**What you will do:** Copy every line from the records below that holds the word "wheel".

**Source records:**
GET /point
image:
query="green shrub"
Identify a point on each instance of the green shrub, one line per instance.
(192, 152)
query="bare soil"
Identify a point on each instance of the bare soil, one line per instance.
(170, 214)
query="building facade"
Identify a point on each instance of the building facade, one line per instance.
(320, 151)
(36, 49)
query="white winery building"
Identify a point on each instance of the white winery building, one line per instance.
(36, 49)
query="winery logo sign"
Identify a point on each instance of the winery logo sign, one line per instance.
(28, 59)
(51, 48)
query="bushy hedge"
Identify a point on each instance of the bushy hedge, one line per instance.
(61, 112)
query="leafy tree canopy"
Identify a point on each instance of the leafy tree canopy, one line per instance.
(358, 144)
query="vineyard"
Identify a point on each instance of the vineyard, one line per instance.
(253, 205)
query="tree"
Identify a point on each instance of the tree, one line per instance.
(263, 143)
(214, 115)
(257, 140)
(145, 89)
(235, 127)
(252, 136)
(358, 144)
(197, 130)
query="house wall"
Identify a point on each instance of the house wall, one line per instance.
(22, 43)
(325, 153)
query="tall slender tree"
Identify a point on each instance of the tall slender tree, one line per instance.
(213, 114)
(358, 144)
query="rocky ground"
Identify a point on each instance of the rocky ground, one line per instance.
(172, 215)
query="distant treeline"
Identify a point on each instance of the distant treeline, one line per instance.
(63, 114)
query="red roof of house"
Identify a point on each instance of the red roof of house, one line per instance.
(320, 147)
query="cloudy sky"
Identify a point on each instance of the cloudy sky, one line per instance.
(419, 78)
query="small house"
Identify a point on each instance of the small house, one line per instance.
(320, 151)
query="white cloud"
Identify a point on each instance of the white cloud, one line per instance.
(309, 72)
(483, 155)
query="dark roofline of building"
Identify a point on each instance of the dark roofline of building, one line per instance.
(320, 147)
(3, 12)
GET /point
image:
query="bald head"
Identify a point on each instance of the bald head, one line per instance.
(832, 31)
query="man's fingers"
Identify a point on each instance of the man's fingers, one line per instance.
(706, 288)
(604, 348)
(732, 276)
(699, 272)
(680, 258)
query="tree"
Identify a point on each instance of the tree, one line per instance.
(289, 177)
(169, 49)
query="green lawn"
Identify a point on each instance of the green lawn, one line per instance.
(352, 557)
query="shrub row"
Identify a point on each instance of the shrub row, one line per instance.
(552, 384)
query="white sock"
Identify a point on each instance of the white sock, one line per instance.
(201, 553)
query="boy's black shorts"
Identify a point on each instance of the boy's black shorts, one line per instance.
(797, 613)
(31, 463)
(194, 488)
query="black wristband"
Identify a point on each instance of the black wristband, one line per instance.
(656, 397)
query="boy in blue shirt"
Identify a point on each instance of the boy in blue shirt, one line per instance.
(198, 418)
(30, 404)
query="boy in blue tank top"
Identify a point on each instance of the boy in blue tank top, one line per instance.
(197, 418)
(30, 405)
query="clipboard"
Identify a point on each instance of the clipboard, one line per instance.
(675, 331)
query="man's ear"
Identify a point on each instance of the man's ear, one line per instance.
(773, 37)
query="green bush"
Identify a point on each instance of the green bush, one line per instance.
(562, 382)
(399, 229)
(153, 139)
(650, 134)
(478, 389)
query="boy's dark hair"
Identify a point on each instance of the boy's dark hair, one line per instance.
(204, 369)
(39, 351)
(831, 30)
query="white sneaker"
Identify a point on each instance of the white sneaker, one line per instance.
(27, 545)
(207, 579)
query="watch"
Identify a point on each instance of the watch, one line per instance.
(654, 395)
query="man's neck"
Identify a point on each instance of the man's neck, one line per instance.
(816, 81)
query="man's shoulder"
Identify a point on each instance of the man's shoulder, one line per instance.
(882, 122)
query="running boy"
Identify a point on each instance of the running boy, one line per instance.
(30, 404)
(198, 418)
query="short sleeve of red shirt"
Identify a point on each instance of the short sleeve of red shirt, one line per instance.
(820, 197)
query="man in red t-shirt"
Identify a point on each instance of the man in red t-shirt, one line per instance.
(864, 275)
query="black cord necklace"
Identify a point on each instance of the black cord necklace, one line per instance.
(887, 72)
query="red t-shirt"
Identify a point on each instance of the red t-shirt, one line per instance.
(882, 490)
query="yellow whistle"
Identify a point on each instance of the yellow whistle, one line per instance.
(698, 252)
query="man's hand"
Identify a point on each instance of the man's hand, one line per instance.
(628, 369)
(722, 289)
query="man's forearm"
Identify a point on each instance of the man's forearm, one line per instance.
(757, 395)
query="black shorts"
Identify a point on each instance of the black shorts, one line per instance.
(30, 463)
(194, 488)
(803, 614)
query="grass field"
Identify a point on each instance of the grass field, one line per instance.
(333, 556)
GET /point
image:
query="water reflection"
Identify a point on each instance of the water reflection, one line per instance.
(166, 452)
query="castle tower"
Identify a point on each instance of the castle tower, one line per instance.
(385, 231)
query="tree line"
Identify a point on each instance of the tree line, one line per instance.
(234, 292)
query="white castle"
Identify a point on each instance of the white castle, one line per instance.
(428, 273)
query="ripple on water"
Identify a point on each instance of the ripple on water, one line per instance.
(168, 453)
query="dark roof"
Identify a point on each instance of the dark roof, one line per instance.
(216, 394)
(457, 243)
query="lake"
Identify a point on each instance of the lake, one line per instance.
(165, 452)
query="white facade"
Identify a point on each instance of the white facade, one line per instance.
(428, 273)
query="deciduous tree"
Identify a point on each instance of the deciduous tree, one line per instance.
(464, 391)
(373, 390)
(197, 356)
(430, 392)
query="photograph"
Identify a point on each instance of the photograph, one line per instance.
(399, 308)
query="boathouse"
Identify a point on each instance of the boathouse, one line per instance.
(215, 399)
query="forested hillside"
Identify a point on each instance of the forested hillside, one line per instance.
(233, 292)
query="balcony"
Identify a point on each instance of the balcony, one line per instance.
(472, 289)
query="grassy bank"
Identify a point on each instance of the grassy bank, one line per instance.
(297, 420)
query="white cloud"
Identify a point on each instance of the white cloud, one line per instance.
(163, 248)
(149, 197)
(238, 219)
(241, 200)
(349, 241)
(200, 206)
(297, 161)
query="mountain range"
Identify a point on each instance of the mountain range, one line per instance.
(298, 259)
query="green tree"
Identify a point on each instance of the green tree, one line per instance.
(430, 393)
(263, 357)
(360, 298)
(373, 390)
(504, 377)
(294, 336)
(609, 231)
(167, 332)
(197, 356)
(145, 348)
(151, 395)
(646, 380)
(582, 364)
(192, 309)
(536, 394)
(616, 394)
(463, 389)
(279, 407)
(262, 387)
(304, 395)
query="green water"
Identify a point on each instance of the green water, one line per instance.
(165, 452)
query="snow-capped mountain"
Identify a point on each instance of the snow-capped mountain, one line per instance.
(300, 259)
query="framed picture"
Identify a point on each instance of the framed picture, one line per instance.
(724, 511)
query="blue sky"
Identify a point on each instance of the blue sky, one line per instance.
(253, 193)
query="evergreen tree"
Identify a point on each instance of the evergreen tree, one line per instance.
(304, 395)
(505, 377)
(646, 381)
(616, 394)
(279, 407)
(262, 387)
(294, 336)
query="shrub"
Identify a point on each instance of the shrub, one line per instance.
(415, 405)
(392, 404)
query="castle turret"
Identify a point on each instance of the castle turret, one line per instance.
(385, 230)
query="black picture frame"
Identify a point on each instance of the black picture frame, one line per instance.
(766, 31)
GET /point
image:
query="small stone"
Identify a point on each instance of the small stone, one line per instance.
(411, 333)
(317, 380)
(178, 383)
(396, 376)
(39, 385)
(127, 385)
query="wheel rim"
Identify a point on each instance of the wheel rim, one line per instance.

**Reply to the exercise:**
query="wheel rim"
Identify a point on each instance of the wheel rim, one line per instance.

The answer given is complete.